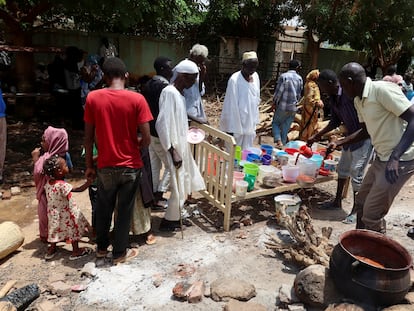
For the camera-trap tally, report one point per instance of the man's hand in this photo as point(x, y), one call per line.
point(391, 170)
point(36, 154)
point(313, 139)
point(177, 160)
point(90, 174)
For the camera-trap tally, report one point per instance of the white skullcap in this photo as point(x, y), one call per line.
point(186, 66)
point(249, 55)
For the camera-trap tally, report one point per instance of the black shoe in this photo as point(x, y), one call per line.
point(330, 206)
point(186, 222)
point(169, 225)
point(160, 206)
point(410, 232)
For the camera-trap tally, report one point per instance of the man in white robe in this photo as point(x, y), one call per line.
point(172, 128)
point(240, 113)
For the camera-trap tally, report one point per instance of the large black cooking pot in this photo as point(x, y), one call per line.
point(369, 267)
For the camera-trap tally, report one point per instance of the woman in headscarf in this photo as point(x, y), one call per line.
point(54, 141)
point(311, 104)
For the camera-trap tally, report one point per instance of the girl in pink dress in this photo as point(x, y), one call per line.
point(54, 141)
point(65, 219)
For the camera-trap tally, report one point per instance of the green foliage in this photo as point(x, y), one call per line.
point(382, 28)
point(162, 18)
point(248, 18)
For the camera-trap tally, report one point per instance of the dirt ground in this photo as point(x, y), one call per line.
point(204, 252)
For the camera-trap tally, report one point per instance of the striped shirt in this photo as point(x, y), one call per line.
point(343, 112)
point(288, 91)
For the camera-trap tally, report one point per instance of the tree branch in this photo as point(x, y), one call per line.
point(37, 10)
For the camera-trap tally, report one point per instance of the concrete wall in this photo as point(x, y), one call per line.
point(138, 53)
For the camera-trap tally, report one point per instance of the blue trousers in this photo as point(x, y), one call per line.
point(117, 188)
point(282, 120)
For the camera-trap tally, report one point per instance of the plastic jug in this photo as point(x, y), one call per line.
point(290, 173)
point(237, 176)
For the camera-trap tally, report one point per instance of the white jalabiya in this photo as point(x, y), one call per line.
point(172, 128)
point(240, 113)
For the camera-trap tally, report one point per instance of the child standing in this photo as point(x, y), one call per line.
point(54, 141)
point(66, 221)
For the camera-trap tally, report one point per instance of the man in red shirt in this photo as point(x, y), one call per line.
point(113, 118)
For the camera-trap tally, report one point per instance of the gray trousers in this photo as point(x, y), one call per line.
point(376, 195)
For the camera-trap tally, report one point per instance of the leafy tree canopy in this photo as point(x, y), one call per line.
point(140, 17)
point(248, 18)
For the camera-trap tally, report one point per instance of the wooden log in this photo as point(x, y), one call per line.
point(11, 238)
point(7, 306)
point(21, 298)
point(5, 289)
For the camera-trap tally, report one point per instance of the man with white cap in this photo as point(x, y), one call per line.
point(193, 95)
point(172, 128)
point(288, 91)
point(240, 113)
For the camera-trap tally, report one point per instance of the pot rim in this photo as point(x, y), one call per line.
point(369, 233)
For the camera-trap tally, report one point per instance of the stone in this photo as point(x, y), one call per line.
point(287, 295)
point(57, 276)
point(15, 190)
point(46, 305)
point(7, 306)
point(226, 288)
point(410, 297)
point(193, 293)
point(60, 288)
point(180, 289)
point(196, 292)
point(11, 238)
point(297, 307)
point(345, 307)
point(400, 308)
point(89, 270)
point(235, 305)
point(6, 195)
point(313, 286)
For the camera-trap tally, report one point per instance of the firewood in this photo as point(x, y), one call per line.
point(5, 289)
point(308, 247)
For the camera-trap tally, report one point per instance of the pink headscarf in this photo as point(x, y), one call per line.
point(58, 142)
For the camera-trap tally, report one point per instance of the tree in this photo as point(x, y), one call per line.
point(248, 18)
point(381, 28)
point(384, 27)
point(324, 20)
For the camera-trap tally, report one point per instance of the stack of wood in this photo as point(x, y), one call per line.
point(306, 246)
point(213, 105)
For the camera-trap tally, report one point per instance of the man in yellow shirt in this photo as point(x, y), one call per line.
point(387, 117)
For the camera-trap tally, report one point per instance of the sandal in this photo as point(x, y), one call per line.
point(410, 233)
point(151, 239)
point(85, 252)
point(50, 253)
point(130, 253)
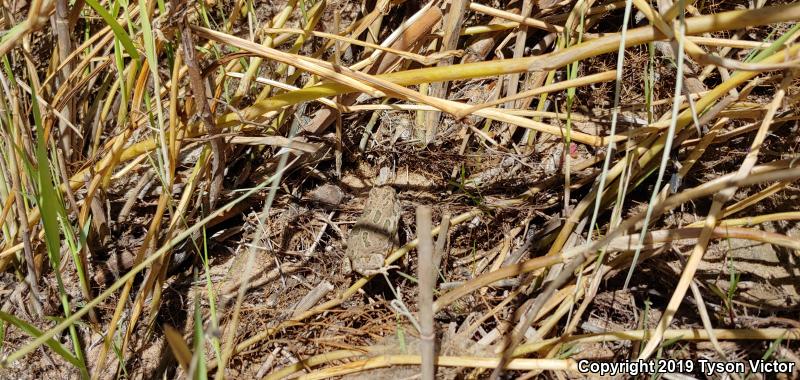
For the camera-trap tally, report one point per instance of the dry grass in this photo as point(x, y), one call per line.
point(179, 180)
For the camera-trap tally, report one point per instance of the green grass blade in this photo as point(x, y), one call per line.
point(119, 32)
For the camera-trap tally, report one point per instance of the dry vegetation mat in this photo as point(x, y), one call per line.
point(397, 189)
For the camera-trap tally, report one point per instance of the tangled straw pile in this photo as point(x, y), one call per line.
point(160, 160)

__Written task__: Copy out all of the data above, swapping "camera-trap tally" for "field image count" everywhere it appears and leaving everything else unchanged. Leave out the pictures.

__Output for this exercise__:
For the field image count, report one point per instance of the man's hand in this photo as point(x, y), one call per line.
point(391, 170)
point(36, 154)
point(313, 139)
point(177, 160)
point(90, 174)
For the field image count, report one point per instance of the white skullcap in this photo as point(x, y), one call per line.
point(186, 66)
point(249, 55)
For the field image count, report one point per instance of the black shoe in this photo as point(x, y), one call per line.
point(330, 206)
point(186, 222)
point(169, 225)
point(160, 206)
point(410, 232)
For the field image count, report one point per instance of the man in white robe in this photo as point(x, y), one call per line.
point(172, 128)
point(240, 113)
For the field image count, report one point per instance of the large black cooking pot in this photo as point(x, y), one call per line.
point(369, 267)
For the field image count, report one point per instance of the woman in headscarf in this photo as point(x, y), one call per line.
point(54, 141)
point(311, 104)
For the field image count, report one point per instance of the girl in pink dress in this photo as point(x, y), one call per line.
point(54, 141)
point(65, 219)
For the field image count, report one point per instance of the green foliage in this photo as point(x, y), one call per line.
point(382, 28)
point(162, 18)
point(248, 18)
For the field image count, report one point per instance of the dirt ground in this photo as point(x, y), one call per line.
point(204, 252)
For the field image count, report one point per instance of the striped shirt in this photo as point(x, y), one call per line.
point(343, 112)
point(288, 91)
For the field image count, report one point per instance of the tree branch in this photo as point(x, y), one call per line.
point(37, 10)
For the field image count, report one point per instance of the concrete wall in this photo as point(x, y), one call per line.
point(138, 53)
For the field image count, report one point per instance of the blue trousers in this photo as point(x, y), one call per line.
point(117, 188)
point(282, 120)
For the field image count, report one point per instance of the plastic jug in this photo as point(x, y), one call per line.
point(290, 173)
point(237, 176)
For the field image count, report one point per instance of the white jalabiya in this photo as point(x, y), one call per line.
point(172, 128)
point(240, 113)
For the field image count, report one point per instance of the child standing in this photo as point(x, y), one call per line.
point(54, 141)
point(66, 221)
For the field image count, report one point per instance of the man in red shirt in this photo as point(x, y), one call per line.
point(113, 118)
For the field image count, report one point per instance of the gray trousers in this photo as point(x, y), one call per line.
point(376, 195)
For the field image count, report one point per instance of the leafy tree canopy in this photo as point(x, y), one call per line.
point(140, 17)
point(248, 18)
For the field image count, report one point per instance of the wooden log in this photo as point(x, y), one call per line.
point(11, 238)
point(7, 306)
point(21, 298)
point(5, 289)
For the field image count, report one point per instance of the man with white cap in this photo as point(x, y), one call per line.
point(193, 95)
point(172, 128)
point(288, 91)
point(240, 113)
For the field image count, report one point per instance of the pot rim in this photo as point(x, y), one call per line.
point(369, 233)
For the field image count, report one point per instance of the stone in this photo as point(x, y), one call per line.
point(287, 295)
point(57, 276)
point(15, 190)
point(46, 305)
point(7, 306)
point(226, 288)
point(410, 297)
point(193, 293)
point(60, 288)
point(180, 289)
point(196, 292)
point(11, 238)
point(297, 307)
point(345, 307)
point(400, 308)
point(89, 270)
point(235, 305)
point(6, 195)
point(313, 286)
For the field image count, report one point per instance of the firewood in this photo as point(x, y), one call per line.
point(5, 289)
point(308, 247)
For the field image count, report one point per instance of the pink headscarf in this photo as point(x, y), one call per line.
point(58, 142)
For the field image count, report one point per instance of the tree in this photo as point(x, y), one call per line.
point(248, 18)
point(381, 28)
point(384, 27)
point(324, 20)
For the field image count, report one point per instance of the stack of wood in this photo as point(x, y), one call per line.
point(306, 246)
point(213, 105)
For the field image count, report one point per instance of the man in yellow shirt in this photo as point(x, y), one call per line.
point(387, 117)
For the field image count, report one point per instance of the sandal in this photo as point(x, y), one call per line.
point(410, 233)
point(151, 239)
point(85, 252)
point(50, 253)
point(130, 253)
For the field image count, report one point per instance of the dry grass in this photo as point(x, y), one call per line.
point(179, 180)
For the field image count, report one point per instance of the green grass blade in this photo as point(x, y), one call per line.
point(119, 32)
For the field image count, report one point per instance of the dry vegetation mat in this photo as point(x, y), one call per line.
point(397, 189)
For the field image count, report one point per instance of the tangled straw pile in this photo as point(x, y), one call per line.
point(160, 160)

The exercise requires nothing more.